[Coordinate annotation listing]
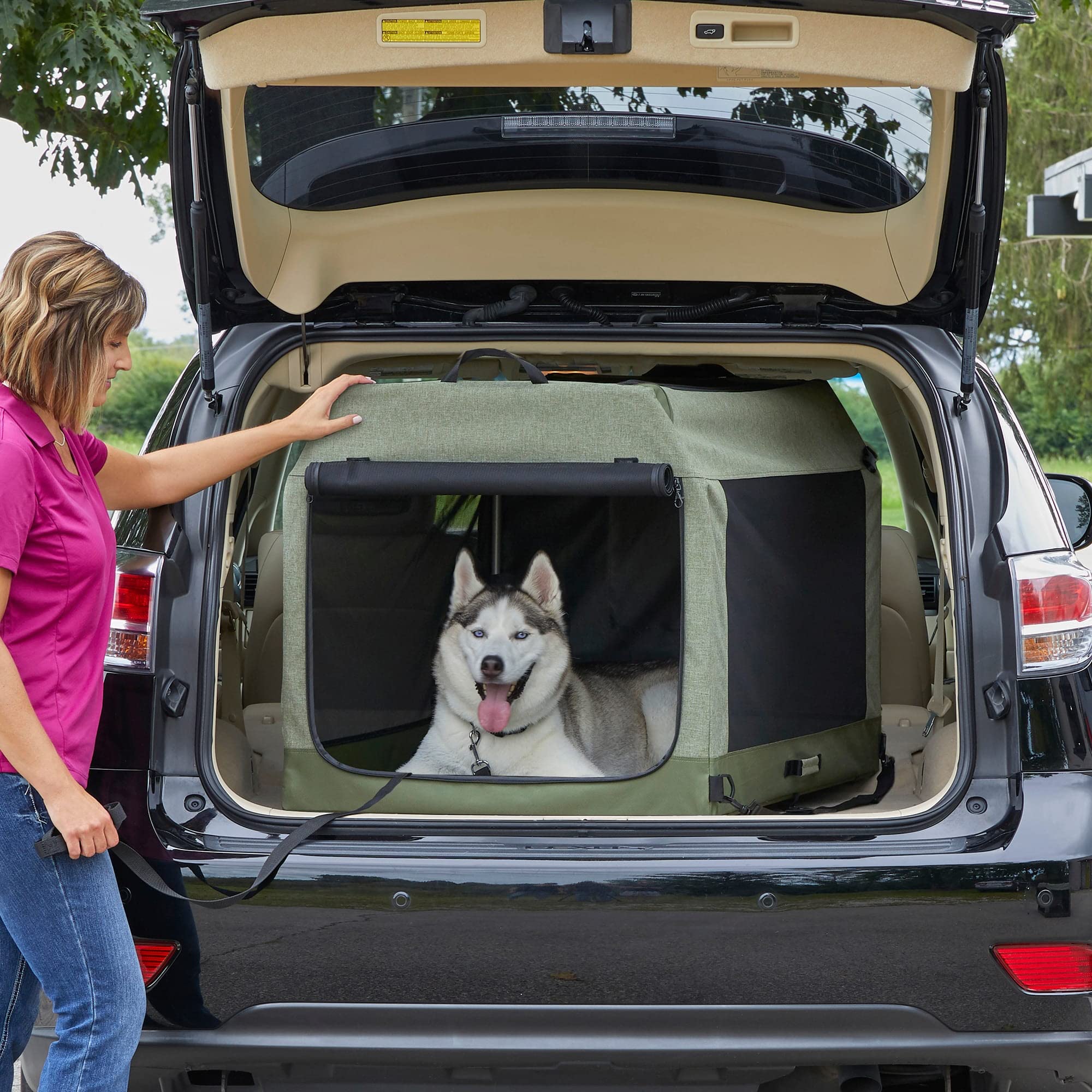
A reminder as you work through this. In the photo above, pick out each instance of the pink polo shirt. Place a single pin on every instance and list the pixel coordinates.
(57, 541)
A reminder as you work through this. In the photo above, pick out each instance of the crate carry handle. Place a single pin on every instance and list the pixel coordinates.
(474, 354)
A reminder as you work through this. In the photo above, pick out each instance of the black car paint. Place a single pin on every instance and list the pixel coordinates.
(898, 921)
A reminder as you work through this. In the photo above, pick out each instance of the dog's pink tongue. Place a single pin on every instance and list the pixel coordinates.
(495, 711)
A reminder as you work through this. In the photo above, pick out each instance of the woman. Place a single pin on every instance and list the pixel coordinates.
(66, 313)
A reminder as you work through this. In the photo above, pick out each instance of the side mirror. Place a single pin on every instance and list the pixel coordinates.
(1074, 496)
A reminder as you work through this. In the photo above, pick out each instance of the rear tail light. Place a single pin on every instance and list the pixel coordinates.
(134, 615)
(156, 957)
(1054, 612)
(1048, 969)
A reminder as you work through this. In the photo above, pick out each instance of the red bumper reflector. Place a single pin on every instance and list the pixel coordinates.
(156, 957)
(1049, 969)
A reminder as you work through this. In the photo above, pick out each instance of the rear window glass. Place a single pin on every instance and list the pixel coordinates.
(860, 149)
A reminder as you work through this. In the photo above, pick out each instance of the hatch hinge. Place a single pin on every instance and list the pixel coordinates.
(199, 232)
(801, 310)
(305, 352)
(976, 231)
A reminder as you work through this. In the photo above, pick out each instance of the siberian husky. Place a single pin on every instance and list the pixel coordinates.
(509, 702)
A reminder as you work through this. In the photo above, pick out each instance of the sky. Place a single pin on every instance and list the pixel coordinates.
(118, 223)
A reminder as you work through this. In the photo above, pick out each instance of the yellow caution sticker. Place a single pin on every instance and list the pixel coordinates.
(408, 31)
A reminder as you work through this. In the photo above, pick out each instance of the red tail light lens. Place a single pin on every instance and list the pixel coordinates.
(1051, 600)
(156, 957)
(134, 615)
(1054, 592)
(133, 598)
(1049, 969)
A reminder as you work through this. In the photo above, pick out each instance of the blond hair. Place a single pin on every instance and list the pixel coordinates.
(61, 298)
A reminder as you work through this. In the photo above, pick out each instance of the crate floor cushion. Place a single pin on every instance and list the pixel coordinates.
(759, 573)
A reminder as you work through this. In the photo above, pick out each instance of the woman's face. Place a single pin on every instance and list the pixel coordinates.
(118, 359)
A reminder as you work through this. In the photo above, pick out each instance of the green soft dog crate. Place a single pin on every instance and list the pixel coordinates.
(740, 528)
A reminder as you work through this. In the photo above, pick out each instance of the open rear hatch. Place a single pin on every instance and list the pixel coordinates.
(825, 153)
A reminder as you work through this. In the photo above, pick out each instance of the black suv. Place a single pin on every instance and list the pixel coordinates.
(764, 197)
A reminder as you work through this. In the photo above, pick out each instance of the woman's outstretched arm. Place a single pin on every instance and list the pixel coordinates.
(163, 478)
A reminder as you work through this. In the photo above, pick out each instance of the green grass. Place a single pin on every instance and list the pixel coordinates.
(1083, 468)
(893, 514)
(893, 502)
(127, 442)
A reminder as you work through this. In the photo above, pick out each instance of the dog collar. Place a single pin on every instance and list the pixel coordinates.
(480, 767)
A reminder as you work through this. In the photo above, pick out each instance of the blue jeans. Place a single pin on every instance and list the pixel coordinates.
(63, 927)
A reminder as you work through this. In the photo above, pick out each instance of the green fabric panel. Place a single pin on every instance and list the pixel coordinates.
(874, 520)
(681, 787)
(704, 729)
(295, 717)
(849, 754)
(764, 434)
(706, 434)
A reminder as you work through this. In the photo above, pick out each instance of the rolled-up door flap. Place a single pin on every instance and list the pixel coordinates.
(362, 478)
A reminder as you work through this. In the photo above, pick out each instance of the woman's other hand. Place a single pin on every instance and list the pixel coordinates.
(313, 421)
(82, 822)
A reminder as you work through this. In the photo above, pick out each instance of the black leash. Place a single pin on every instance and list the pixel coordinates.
(54, 844)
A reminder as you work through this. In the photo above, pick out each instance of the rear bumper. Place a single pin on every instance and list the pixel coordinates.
(301, 1047)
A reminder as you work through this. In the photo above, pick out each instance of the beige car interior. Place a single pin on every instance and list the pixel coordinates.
(298, 258)
(248, 747)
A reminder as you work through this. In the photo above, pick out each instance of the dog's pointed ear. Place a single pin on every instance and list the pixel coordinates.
(542, 584)
(467, 584)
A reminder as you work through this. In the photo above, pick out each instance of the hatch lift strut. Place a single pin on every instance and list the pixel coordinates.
(976, 231)
(198, 231)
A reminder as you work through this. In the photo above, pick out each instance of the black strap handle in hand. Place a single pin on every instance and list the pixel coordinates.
(474, 354)
(55, 844)
(271, 867)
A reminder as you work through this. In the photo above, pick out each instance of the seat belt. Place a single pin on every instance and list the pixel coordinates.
(54, 844)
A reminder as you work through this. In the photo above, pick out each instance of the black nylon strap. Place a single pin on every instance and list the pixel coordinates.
(352, 479)
(146, 874)
(474, 354)
(54, 844)
(884, 784)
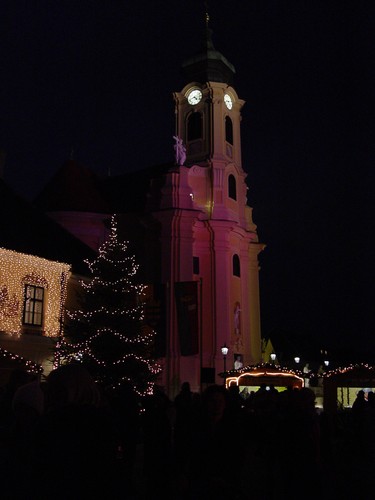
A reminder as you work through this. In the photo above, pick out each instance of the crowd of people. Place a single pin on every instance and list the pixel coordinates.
(67, 438)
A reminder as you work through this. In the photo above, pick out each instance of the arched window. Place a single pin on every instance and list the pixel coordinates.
(228, 130)
(236, 265)
(194, 126)
(232, 189)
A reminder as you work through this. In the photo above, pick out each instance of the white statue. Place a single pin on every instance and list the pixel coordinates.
(180, 151)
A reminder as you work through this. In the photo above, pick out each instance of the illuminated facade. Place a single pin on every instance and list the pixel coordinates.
(191, 230)
(32, 295)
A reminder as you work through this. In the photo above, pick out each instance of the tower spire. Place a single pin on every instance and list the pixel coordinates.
(209, 64)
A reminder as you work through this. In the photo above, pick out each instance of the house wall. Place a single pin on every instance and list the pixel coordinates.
(18, 269)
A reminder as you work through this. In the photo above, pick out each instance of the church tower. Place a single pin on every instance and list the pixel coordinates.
(209, 236)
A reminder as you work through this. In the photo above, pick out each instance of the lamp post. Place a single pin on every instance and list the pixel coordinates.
(224, 352)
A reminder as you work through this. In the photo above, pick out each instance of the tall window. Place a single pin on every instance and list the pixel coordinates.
(33, 305)
(236, 266)
(195, 265)
(228, 130)
(232, 190)
(194, 126)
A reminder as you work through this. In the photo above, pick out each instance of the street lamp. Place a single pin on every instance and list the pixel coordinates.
(224, 352)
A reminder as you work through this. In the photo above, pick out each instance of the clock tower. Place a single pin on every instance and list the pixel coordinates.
(208, 233)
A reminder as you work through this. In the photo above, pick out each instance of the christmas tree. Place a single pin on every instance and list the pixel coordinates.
(107, 334)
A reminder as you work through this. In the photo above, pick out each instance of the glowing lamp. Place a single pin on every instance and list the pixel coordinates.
(224, 350)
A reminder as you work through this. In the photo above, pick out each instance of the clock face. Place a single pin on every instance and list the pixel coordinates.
(195, 96)
(228, 101)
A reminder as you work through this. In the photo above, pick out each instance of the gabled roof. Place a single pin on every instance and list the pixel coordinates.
(74, 187)
(24, 228)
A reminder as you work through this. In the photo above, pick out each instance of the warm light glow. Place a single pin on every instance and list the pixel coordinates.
(17, 270)
(262, 370)
(224, 350)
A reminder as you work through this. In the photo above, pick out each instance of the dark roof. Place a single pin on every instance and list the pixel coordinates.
(74, 187)
(135, 191)
(209, 65)
(24, 228)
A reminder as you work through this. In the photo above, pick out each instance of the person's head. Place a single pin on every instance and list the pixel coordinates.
(185, 387)
(28, 400)
(214, 402)
(71, 385)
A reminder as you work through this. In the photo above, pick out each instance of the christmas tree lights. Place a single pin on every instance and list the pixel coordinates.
(107, 332)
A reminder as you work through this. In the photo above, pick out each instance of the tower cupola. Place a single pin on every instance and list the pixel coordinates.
(209, 65)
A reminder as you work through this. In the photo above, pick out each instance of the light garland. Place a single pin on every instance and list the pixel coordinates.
(30, 366)
(350, 368)
(108, 334)
(17, 270)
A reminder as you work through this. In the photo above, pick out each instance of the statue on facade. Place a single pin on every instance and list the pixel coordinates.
(180, 151)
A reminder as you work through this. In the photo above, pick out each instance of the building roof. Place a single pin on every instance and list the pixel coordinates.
(24, 228)
(74, 187)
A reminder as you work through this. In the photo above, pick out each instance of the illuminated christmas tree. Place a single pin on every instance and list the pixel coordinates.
(107, 334)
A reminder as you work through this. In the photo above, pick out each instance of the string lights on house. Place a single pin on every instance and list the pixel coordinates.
(16, 271)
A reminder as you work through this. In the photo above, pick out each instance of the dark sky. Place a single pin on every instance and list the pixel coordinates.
(97, 77)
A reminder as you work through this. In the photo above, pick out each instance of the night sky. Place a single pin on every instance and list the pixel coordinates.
(96, 77)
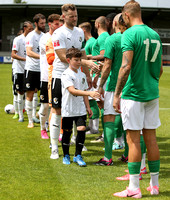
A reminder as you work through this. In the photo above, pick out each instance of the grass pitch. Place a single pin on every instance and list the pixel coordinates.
(28, 173)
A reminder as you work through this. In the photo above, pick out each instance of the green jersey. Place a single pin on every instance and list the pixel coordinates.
(99, 45)
(113, 51)
(89, 45)
(143, 80)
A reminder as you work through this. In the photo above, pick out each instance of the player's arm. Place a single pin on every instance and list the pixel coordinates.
(61, 53)
(75, 92)
(122, 78)
(15, 56)
(31, 53)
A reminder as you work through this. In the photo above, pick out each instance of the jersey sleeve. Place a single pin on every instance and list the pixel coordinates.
(29, 41)
(109, 48)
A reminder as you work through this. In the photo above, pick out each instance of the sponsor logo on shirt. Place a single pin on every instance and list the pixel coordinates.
(56, 43)
(83, 80)
(55, 100)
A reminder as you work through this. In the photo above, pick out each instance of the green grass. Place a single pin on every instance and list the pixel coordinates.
(28, 173)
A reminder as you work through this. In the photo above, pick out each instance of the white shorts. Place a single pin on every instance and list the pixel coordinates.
(138, 115)
(96, 89)
(108, 104)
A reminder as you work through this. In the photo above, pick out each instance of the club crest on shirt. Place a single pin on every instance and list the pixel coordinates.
(83, 80)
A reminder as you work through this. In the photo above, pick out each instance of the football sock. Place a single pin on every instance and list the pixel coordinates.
(43, 113)
(15, 102)
(154, 167)
(79, 142)
(108, 138)
(28, 105)
(134, 171)
(55, 130)
(35, 103)
(20, 105)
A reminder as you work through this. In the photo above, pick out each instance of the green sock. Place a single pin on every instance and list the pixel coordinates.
(95, 109)
(108, 138)
(154, 166)
(134, 167)
(102, 117)
(118, 126)
(126, 145)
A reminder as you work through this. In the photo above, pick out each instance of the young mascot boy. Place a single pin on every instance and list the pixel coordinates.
(74, 105)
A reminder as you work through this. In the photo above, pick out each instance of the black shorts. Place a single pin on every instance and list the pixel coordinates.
(44, 92)
(56, 92)
(32, 80)
(67, 122)
(19, 82)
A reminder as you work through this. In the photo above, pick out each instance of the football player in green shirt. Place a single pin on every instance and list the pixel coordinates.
(139, 79)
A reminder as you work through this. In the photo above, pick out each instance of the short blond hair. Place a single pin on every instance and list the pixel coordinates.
(132, 7)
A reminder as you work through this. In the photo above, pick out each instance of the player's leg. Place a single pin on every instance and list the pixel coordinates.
(80, 139)
(56, 116)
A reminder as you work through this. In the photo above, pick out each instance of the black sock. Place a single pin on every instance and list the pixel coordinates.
(79, 142)
(66, 141)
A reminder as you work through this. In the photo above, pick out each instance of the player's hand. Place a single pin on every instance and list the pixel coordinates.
(101, 91)
(94, 83)
(90, 112)
(116, 104)
(93, 66)
(95, 95)
(89, 82)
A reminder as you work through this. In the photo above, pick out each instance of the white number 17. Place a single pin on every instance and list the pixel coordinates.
(147, 49)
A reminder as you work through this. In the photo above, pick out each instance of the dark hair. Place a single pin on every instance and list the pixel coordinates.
(53, 17)
(67, 7)
(25, 24)
(86, 25)
(37, 17)
(73, 52)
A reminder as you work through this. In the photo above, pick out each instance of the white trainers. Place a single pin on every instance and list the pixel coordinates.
(54, 154)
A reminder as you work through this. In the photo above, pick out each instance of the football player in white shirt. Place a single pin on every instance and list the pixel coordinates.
(19, 56)
(75, 103)
(32, 67)
(53, 23)
(63, 38)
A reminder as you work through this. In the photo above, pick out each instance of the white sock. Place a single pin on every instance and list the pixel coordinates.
(43, 113)
(143, 161)
(95, 126)
(20, 106)
(154, 179)
(134, 182)
(74, 129)
(15, 103)
(55, 130)
(28, 105)
(35, 103)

▶ _What the task requires_:
Update the listing from the line holding "player in white" through the end of the listing, inclusive, by replacing "a single pin" with "one marker" and leaving everything else unchanged.

▶ _Result for this task_:
A reminder as you work through this. In the photo above, pick out each instance of the football player in white shirt. Place one marker on every instance and list the pixel coordinates.
(19, 56)
(75, 103)
(32, 67)
(53, 23)
(63, 38)
A reminder as you work through this. In the photo above, pick out each instance of the white sock. Place one marker on every instance and list the pixel coordinates.
(43, 113)
(143, 161)
(95, 126)
(20, 106)
(154, 179)
(134, 182)
(74, 129)
(15, 103)
(55, 130)
(28, 105)
(35, 103)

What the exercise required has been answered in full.